** START PROVIDED ENTRIES **

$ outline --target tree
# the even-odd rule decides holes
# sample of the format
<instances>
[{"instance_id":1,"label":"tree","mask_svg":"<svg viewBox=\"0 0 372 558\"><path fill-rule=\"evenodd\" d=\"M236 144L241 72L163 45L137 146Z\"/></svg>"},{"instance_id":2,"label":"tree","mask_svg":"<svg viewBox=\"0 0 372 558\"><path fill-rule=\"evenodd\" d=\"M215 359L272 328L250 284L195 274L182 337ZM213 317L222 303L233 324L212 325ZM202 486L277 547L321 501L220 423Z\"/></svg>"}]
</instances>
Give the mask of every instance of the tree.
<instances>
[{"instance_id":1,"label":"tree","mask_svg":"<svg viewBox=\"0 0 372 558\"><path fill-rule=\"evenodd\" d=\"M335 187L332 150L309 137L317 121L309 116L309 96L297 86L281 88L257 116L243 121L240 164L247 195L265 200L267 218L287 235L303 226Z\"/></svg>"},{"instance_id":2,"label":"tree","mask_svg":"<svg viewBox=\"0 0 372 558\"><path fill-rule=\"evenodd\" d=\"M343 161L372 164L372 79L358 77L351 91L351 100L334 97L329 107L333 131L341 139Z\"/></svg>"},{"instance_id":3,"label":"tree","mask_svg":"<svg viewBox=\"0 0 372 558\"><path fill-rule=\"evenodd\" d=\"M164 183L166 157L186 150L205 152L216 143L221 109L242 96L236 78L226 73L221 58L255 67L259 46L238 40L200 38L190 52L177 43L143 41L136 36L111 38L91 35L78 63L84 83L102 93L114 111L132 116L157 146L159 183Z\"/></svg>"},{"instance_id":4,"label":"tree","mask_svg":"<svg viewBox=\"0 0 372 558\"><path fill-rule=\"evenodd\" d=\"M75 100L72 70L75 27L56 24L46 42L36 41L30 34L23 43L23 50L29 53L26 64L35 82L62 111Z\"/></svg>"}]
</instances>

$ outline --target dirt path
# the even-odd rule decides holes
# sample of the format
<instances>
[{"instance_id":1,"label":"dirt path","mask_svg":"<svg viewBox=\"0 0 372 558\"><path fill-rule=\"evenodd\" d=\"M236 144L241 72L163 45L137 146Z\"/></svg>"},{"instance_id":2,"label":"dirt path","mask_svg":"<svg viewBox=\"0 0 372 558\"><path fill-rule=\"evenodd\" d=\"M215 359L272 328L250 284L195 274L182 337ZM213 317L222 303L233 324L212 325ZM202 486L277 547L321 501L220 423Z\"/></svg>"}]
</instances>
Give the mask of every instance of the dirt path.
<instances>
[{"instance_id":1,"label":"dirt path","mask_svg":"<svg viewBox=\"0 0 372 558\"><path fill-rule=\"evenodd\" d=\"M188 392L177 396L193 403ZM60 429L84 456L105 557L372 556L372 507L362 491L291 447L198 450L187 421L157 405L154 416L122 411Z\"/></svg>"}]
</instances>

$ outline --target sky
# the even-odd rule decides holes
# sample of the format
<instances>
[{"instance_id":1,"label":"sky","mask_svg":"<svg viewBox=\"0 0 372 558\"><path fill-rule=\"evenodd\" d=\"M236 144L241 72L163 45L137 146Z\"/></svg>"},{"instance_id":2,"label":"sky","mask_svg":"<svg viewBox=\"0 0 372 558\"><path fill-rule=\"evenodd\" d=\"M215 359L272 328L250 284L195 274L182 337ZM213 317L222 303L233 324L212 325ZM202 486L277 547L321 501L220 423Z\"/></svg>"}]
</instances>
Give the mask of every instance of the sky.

** END PROVIDED ENTRIES **

- _TASK DETAILS_
Copy out the lines of the data from the line containing "--target dirt path" through the end, substituting "example" for "sample" and leaving everything else as it is.

- _THE REPLY_
$ outline --target dirt path
# the even-odd rule decides holes
# example of the format
<instances>
[{"instance_id":1,"label":"dirt path","mask_svg":"<svg viewBox=\"0 0 372 558\"><path fill-rule=\"evenodd\" d=\"M236 144L241 72L163 45L137 146Z\"/></svg>"},{"instance_id":2,"label":"dirt path","mask_svg":"<svg viewBox=\"0 0 372 558\"><path fill-rule=\"evenodd\" d=\"M215 359L272 328L250 284L195 274L182 337ZM213 317L222 303L233 324L212 325ZM202 486L277 547L321 501L220 423Z\"/></svg>"}]
</instances>
Give the mask of every instance of the dirt path.
<instances>
[{"instance_id":1,"label":"dirt path","mask_svg":"<svg viewBox=\"0 0 372 558\"><path fill-rule=\"evenodd\" d=\"M188 392L177 396L193 403ZM60 429L84 456L105 557L372 556L372 507L362 491L291 447L198 450L187 421L157 405L154 416L122 411Z\"/></svg>"}]
</instances>

$ outline --target sky
# the even-odd rule decides holes
# example of the format
<instances>
[{"instance_id":1,"label":"sky","mask_svg":"<svg viewBox=\"0 0 372 558\"><path fill-rule=\"evenodd\" d=\"M236 144L241 72L163 45L137 146Z\"/></svg>"},{"instance_id":2,"label":"sky","mask_svg":"<svg viewBox=\"0 0 372 558\"><path fill-rule=\"evenodd\" d=\"M215 359L272 328L250 284L195 274L182 337ZM213 317L222 303L233 324L212 325ZM202 486L277 547L321 501L220 423Z\"/></svg>"}]
</instances>
Give the mask of every instance of the sky.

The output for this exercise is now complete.